Take the line containing "Locate the steep" through the last line of the data and retype those lines exactly. Pictures do not belong in the copy.

(Image object location entries)
* begin *

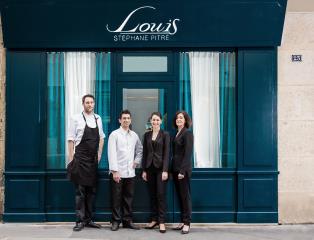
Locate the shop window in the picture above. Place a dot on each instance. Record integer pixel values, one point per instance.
(208, 94)
(70, 76)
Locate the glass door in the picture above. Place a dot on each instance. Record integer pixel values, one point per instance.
(142, 99)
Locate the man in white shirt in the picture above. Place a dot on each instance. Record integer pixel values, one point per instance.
(124, 154)
(85, 144)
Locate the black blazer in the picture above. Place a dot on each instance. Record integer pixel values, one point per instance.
(182, 150)
(158, 157)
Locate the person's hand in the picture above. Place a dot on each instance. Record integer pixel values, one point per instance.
(164, 176)
(180, 176)
(144, 176)
(116, 177)
(134, 165)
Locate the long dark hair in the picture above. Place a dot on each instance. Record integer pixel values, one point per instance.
(188, 121)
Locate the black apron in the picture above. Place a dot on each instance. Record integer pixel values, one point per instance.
(82, 170)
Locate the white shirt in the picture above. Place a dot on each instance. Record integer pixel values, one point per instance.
(124, 148)
(77, 126)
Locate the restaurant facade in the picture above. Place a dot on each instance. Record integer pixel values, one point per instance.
(217, 60)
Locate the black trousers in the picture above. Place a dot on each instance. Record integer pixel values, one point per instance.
(158, 190)
(122, 199)
(84, 201)
(183, 190)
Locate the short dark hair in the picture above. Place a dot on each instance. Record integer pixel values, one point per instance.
(87, 95)
(157, 114)
(125, 111)
(188, 120)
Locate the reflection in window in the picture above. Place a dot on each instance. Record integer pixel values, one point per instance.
(207, 93)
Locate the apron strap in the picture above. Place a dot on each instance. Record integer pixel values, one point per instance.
(94, 117)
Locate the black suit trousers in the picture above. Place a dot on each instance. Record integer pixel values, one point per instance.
(158, 190)
(122, 199)
(84, 201)
(183, 190)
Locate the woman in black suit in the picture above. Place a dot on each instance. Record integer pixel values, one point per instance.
(182, 167)
(155, 170)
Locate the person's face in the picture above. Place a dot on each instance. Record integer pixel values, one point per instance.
(155, 121)
(180, 120)
(125, 120)
(89, 105)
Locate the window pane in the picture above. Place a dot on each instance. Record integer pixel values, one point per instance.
(56, 117)
(145, 64)
(208, 94)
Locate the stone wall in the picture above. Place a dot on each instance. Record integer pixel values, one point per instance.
(296, 120)
(2, 119)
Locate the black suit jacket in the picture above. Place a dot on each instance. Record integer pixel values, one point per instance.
(158, 157)
(182, 150)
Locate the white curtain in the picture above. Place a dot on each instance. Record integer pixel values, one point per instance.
(204, 73)
(80, 72)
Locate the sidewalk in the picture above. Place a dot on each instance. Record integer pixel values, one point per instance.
(60, 231)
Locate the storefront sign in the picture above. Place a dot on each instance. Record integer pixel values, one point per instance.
(146, 31)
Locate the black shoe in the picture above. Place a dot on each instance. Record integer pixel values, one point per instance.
(186, 231)
(179, 227)
(162, 230)
(115, 226)
(151, 226)
(78, 226)
(130, 225)
(92, 225)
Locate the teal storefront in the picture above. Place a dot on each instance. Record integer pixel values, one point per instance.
(215, 59)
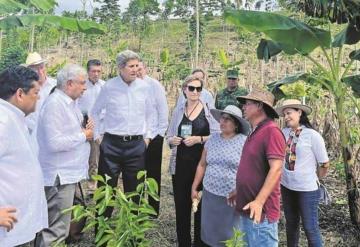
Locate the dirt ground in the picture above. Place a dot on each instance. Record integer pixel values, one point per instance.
(335, 225)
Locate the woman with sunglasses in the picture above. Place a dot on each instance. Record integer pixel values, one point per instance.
(306, 160)
(190, 127)
(218, 166)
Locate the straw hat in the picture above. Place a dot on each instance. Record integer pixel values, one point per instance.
(262, 96)
(34, 58)
(236, 113)
(292, 103)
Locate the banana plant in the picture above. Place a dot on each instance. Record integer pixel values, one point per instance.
(15, 14)
(284, 34)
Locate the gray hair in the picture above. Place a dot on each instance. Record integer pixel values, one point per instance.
(69, 72)
(124, 56)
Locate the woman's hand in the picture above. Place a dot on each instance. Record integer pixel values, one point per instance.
(191, 140)
(175, 140)
(194, 194)
(231, 199)
(7, 218)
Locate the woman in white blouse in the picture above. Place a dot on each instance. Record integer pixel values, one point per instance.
(218, 166)
(306, 160)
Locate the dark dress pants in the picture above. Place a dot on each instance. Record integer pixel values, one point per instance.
(118, 156)
(153, 166)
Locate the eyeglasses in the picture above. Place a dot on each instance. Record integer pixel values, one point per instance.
(192, 89)
(226, 118)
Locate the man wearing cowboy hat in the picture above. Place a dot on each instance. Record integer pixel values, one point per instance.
(228, 95)
(257, 180)
(35, 62)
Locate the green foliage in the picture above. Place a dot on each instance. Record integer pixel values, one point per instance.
(290, 35)
(236, 240)
(130, 220)
(13, 55)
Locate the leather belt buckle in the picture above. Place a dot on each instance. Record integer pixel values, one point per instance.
(126, 138)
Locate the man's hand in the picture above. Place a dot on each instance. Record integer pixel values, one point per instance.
(147, 141)
(191, 140)
(255, 208)
(89, 134)
(7, 218)
(231, 199)
(175, 140)
(90, 124)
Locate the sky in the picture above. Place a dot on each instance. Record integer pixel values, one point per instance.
(72, 5)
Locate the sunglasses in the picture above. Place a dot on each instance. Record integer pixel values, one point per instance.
(226, 118)
(192, 89)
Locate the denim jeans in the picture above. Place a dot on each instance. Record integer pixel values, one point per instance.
(258, 235)
(304, 205)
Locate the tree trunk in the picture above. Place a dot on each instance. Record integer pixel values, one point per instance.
(197, 34)
(349, 163)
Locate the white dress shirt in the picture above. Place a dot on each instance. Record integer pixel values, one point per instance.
(21, 180)
(87, 100)
(128, 108)
(205, 97)
(160, 107)
(64, 151)
(32, 118)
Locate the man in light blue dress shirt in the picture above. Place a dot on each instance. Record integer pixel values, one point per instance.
(128, 123)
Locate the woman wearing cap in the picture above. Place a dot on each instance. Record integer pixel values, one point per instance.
(218, 167)
(306, 160)
(190, 127)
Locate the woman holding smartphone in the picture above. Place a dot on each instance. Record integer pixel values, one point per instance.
(190, 127)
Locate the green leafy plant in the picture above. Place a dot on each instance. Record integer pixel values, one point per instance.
(292, 37)
(132, 216)
(236, 240)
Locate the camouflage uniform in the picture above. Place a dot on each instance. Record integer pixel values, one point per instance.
(226, 97)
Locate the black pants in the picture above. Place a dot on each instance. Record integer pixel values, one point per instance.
(153, 165)
(118, 156)
(182, 182)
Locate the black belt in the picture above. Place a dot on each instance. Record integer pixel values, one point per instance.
(126, 138)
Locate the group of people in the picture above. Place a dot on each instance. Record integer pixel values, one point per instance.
(228, 153)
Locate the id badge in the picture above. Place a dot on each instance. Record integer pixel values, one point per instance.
(186, 130)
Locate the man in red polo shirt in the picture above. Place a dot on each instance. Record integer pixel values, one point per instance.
(257, 182)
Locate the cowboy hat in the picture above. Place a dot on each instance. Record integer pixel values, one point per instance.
(236, 113)
(292, 103)
(261, 96)
(34, 58)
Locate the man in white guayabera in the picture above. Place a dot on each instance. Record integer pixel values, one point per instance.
(64, 150)
(22, 196)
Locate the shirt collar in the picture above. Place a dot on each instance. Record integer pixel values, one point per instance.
(65, 97)
(12, 108)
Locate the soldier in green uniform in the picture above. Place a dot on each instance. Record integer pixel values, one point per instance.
(228, 95)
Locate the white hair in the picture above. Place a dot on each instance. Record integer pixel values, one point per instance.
(123, 57)
(69, 72)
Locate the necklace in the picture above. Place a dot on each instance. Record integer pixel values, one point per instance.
(189, 115)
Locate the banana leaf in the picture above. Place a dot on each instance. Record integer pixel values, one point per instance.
(10, 6)
(293, 36)
(354, 82)
(44, 5)
(267, 49)
(349, 35)
(67, 23)
(355, 55)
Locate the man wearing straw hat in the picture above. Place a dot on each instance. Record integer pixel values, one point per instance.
(258, 177)
(35, 62)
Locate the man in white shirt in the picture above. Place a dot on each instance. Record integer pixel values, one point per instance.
(35, 62)
(86, 103)
(63, 150)
(160, 111)
(128, 124)
(22, 193)
(205, 95)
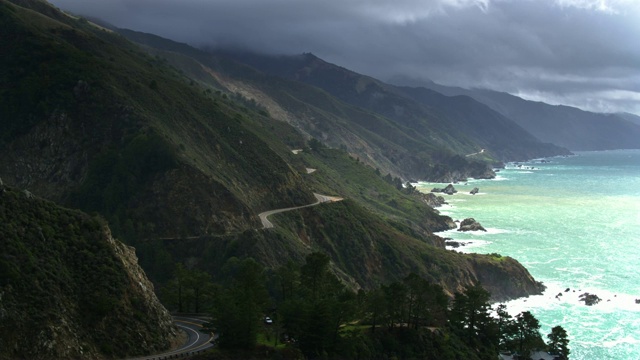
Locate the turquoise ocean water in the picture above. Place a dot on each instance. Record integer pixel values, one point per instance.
(573, 223)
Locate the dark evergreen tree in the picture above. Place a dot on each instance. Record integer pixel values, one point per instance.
(528, 336)
(558, 342)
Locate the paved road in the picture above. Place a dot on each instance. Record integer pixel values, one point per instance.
(266, 224)
(196, 340)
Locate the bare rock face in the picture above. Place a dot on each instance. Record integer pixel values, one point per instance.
(69, 290)
(449, 190)
(590, 299)
(470, 224)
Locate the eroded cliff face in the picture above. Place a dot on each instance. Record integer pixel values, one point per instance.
(68, 289)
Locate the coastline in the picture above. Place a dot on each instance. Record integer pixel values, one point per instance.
(571, 223)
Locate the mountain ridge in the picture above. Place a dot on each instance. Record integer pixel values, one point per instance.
(563, 125)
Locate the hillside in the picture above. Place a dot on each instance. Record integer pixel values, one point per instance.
(95, 123)
(68, 289)
(181, 169)
(565, 126)
(458, 123)
(381, 125)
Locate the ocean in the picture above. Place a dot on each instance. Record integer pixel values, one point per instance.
(574, 223)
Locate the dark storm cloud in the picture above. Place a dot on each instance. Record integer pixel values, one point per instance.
(584, 53)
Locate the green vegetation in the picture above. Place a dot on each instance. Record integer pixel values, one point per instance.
(313, 313)
(60, 275)
(180, 168)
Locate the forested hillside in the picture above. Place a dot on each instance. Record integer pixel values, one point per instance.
(180, 166)
(68, 289)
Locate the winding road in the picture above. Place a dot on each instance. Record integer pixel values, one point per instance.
(266, 224)
(196, 340)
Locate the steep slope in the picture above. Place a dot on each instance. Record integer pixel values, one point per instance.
(181, 170)
(409, 150)
(90, 120)
(68, 289)
(565, 126)
(458, 123)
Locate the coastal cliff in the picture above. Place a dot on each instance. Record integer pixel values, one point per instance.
(68, 289)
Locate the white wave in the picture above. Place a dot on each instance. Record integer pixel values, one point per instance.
(469, 244)
(555, 297)
(625, 340)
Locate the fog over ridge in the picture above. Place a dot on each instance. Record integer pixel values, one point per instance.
(581, 53)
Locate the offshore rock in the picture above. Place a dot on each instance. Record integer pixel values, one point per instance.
(433, 200)
(69, 290)
(590, 299)
(449, 190)
(470, 224)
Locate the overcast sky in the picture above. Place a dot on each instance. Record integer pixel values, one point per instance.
(584, 53)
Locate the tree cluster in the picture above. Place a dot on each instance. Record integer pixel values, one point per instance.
(308, 308)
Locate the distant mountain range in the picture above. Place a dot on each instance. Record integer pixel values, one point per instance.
(180, 149)
(565, 126)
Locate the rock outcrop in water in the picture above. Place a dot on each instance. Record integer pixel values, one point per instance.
(69, 290)
(449, 190)
(590, 299)
(470, 224)
(433, 200)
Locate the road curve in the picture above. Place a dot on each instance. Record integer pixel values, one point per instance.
(266, 224)
(196, 340)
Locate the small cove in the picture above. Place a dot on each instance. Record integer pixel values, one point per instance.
(573, 222)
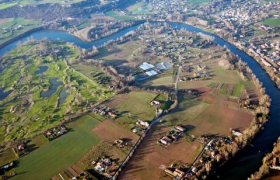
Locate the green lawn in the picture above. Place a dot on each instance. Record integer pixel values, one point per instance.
(272, 22)
(136, 104)
(189, 108)
(238, 89)
(7, 5)
(55, 156)
(118, 16)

* end *

*PROBLEM SOLUTION*
Locate the steep slope in the picture above. Place a dot on each instance. Record integer pixel values, one point per instance.
(181, 170)
(409, 150)
(90, 120)
(68, 289)
(565, 126)
(458, 123)
Locate the coastal cliff in the picture above. Place a dot on each instance. Record integer pixel values, one point per instance.
(68, 289)
Locate the white wave in the picture above. Place a dot on each instance. Record integer pixel values, one point per instance.
(469, 244)
(555, 297)
(625, 340)
Locate the fog over ridge in the picture above. Place a dot on each instance. Record integer pixel values, one point per instance.
(581, 53)
Locate the offshore rock in the picture above. Place a dot on each instance. Record integer pixel values, one point per instance.
(433, 200)
(69, 290)
(590, 299)
(449, 190)
(470, 224)
Locate the overcast sky in the picture above. Place a dot on each instance. Record integer pixel values, one point per instance.
(584, 53)
Locate the tree cluster in the picture above. Place a dot on each instance. Record integer pixel values, one point per instance.
(308, 308)
Locate the distant mountain range in the picture above. Place a dot on each instance. Record integer pixel values, one point per instance.
(180, 149)
(565, 126)
Locate the rock outcrop in water in the picture above. Place a dot on each instance. Record integer pixel values, one point per instance.
(69, 290)
(449, 190)
(590, 299)
(470, 224)
(433, 200)
Locate the road curve in the picture above. Place a dot on each instance. Record integer pixel values, one point per instance.
(266, 224)
(196, 340)
Locate the small cove in the picture above. Place a dot on each instance. Record integer pixel values, one point per instance.
(573, 222)
Locate the green lawn in the picture above. Place a dot on each instance. Record integer pixel values, one point per instance.
(272, 22)
(136, 104)
(189, 108)
(238, 89)
(7, 5)
(55, 156)
(118, 16)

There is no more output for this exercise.